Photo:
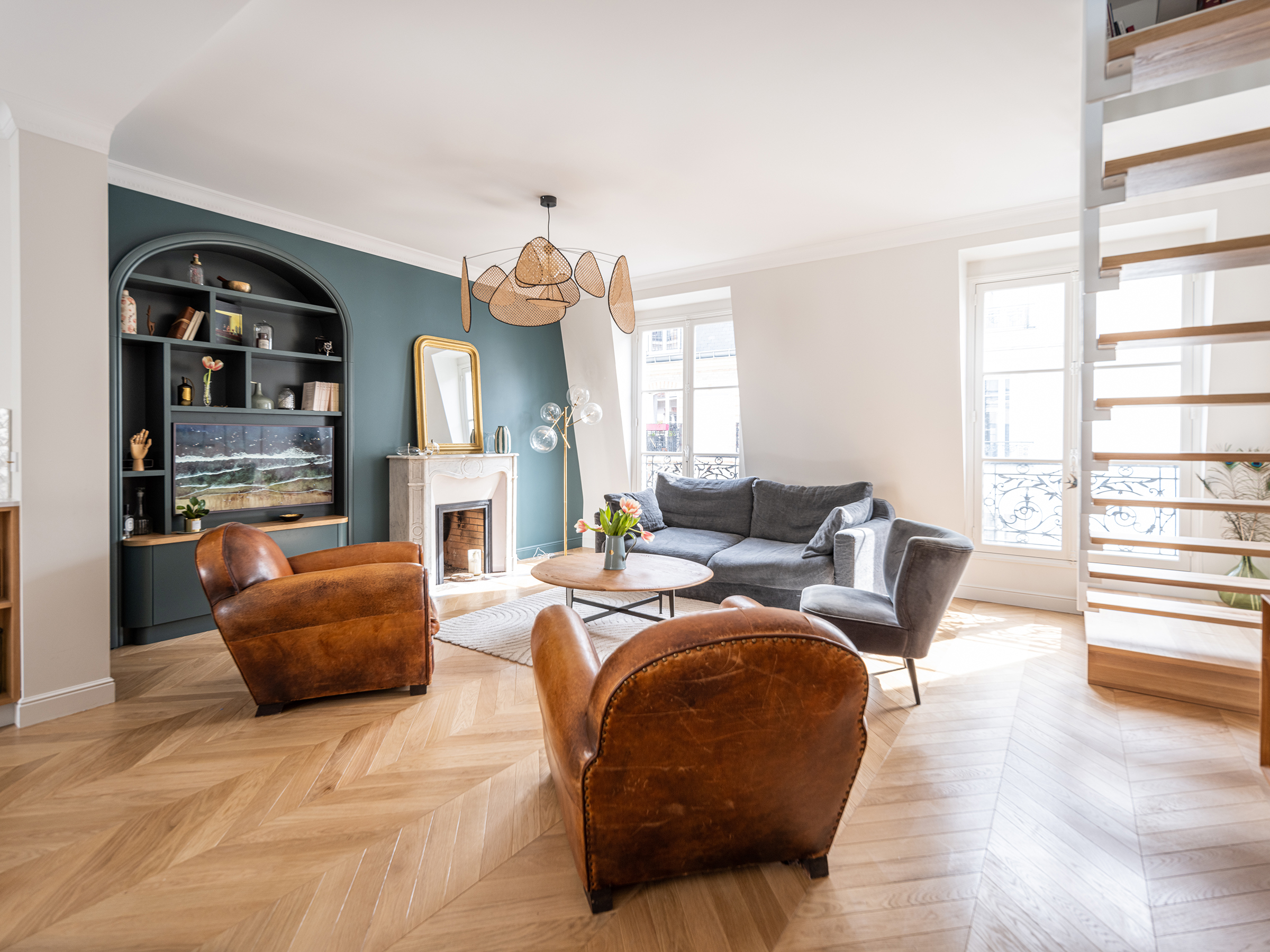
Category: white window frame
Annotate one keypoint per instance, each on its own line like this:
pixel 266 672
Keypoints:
pixel 1189 440
pixel 687 322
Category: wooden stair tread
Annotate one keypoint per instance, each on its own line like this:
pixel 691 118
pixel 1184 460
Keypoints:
pixel 1175 576
pixel 1169 608
pixel 1189 337
pixel 1186 544
pixel 1214 456
pixel 1197 45
pixel 1193 164
pixel 1202 505
pixel 1191 259
pixel 1189 400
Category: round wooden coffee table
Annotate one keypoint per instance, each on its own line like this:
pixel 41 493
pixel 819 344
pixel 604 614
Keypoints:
pixel 643 573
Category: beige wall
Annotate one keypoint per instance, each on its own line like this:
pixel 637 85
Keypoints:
pixel 62 289
pixel 851 369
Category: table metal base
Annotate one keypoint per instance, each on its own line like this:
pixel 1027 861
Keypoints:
pixel 629 608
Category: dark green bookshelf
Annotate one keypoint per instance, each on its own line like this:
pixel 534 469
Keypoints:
pixel 145 375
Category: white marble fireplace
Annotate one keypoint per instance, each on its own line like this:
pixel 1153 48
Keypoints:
pixel 420 484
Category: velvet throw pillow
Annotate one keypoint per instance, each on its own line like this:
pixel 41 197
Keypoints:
pixel 651 513
pixel 843 517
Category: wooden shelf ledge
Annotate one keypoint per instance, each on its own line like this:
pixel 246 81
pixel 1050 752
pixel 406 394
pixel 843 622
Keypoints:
pixel 1193 164
pixel 1189 259
pixel 1197 45
pixel 1189 337
pixel 1213 456
pixel 1188 544
pixel 1204 506
pixel 1193 400
pixel 1175 576
pixel 159 538
pixel 1169 608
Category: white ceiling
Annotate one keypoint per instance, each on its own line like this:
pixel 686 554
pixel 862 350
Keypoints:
pixel 678 134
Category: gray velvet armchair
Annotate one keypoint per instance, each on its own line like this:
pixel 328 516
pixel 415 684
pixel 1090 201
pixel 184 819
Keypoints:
pixel 921 570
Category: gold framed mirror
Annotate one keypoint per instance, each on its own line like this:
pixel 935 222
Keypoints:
pixel 448 395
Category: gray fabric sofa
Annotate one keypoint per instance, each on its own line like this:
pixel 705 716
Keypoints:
pixel 752 534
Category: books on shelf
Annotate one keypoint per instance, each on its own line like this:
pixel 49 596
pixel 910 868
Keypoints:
pixel 321 395
pixel 186 325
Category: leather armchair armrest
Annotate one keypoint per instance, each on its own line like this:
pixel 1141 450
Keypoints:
pixel 858 555
pixel 319 598
pixel 566 667
pixel 365 554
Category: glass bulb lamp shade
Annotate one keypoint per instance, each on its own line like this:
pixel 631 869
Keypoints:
pixel 543 440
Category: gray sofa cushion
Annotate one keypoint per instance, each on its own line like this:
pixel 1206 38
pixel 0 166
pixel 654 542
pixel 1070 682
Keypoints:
pixel 780 565
pixel 651 513
pixel 840 518
pixel 719 506
pixel 794 513
pixel 695 545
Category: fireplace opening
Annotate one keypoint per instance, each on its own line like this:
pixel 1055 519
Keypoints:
pixel 464 544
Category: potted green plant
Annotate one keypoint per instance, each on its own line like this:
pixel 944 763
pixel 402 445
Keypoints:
pixel 195 511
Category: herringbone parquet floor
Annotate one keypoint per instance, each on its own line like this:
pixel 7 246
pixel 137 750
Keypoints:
pixel 1017 809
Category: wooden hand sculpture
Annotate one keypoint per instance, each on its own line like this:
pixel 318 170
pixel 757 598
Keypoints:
pixel 139 446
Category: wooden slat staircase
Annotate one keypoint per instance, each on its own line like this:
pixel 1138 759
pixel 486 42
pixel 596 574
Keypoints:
pixel 1178 51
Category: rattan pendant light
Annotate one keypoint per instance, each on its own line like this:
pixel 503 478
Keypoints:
pixel 540 285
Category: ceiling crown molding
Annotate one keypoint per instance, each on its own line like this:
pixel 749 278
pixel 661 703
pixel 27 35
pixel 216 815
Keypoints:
pixel 1038 214
pixel 18 112
pixel 188 194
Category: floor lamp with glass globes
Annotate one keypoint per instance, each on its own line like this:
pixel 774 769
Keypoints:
pixel 559 420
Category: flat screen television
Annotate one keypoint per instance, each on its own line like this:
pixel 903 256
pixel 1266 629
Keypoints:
pixel 243 466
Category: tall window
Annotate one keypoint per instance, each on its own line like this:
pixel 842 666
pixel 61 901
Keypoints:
pixel 1026 417
pixel 1023 414
pixel 689 400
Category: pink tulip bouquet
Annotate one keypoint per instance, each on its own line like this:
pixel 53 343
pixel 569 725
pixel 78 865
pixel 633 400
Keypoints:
pixel 211 365
pixel 618 526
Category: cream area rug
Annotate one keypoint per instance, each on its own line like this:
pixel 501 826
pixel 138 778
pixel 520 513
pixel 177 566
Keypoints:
pixel 505 630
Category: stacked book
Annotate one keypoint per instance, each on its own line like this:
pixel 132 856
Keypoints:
pixel 321 397
pixel 187 325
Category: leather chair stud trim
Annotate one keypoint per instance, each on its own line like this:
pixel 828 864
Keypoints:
pixel 817 866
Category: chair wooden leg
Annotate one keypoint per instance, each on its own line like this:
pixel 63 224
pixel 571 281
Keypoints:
pixel 817 867
pixel 601 900
pixel 912 677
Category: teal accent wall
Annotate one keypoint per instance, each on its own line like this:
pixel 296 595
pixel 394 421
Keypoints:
pixel 391 304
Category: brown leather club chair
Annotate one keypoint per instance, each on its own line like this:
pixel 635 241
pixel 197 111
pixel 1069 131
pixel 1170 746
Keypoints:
pixel 331 623
pixel 706 742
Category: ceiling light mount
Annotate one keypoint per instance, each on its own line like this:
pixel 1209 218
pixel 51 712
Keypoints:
pixel 541 282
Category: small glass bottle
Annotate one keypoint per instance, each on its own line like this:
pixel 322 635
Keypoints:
pixel 141 524
pixel 128 314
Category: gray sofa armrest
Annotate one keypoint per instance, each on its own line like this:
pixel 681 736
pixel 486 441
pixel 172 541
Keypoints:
pixel 859 553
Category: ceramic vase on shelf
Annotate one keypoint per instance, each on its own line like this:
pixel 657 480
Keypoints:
pixel 615 553
pixel 128 314
pixel 1242 600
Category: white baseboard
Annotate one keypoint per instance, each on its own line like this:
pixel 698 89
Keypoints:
pixel 1023 600
pixel 64 701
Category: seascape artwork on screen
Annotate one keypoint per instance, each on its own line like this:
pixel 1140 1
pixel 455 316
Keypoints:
pixel 253 468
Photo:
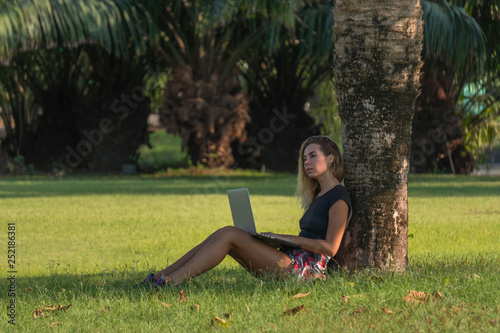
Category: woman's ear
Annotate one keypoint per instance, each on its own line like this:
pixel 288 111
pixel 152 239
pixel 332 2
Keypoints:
pixel 331 159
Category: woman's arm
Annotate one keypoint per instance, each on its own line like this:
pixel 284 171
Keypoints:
pixel 337 219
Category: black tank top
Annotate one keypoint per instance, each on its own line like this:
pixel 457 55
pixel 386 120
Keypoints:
pixel 314 222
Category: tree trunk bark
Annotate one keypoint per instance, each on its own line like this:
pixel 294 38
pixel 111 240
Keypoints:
pixel 377 46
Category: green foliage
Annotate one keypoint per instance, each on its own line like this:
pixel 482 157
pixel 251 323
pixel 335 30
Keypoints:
pixel 30 25
pixel 454 37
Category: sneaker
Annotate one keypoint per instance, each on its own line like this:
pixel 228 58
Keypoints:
pixel 161 282
pixel 149 280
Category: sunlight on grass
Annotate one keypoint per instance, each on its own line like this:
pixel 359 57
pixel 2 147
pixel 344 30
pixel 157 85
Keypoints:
pixel 85 241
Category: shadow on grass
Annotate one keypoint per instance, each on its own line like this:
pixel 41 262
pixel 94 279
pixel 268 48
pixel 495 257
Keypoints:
pixel 264 184
pixel 283 185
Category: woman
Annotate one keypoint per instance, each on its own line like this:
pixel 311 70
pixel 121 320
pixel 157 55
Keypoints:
pixel 327 213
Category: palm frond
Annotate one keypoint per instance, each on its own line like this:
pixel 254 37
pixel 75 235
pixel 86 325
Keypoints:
pixel 31 24
pixel 453 36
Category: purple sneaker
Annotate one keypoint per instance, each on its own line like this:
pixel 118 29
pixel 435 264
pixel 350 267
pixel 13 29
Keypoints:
pixel 149 280
pixel 161 282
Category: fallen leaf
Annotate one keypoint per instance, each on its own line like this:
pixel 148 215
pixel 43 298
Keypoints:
pixel 437 294
pixel 294 311
pixel 38 314
pixel 416 297
pixel 386 310
pixel 228 315
pixel 301 295
pixel 219 321
pixel 182 297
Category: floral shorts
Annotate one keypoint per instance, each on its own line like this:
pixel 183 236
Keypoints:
pixel 307 265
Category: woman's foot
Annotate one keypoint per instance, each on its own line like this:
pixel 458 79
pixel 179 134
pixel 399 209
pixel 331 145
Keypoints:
pixel 163 281
pixel 149 280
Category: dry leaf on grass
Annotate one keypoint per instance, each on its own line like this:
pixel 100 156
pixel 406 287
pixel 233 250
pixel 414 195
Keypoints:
pixel 386 310
pixel 421 297
pixel 301 295
pixel 228 315
pixel 182 297
pixel 416 297
pixel 38 313
pixel 294 311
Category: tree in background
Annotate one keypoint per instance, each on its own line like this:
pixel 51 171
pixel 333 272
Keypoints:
pixel 68 67
pixel 377 79
pixel 480 110
pixel 280 82
pixel 454 56
pixel 204 101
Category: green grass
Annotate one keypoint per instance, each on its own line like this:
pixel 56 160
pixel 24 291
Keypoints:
pixel 84 241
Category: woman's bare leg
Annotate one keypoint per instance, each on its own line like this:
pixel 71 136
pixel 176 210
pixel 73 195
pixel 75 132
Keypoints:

****************

The task: From the entries above, return each line with the word "tree" in it.

Answer to the exercise:
Category: tree trunk bark
Category: tree in background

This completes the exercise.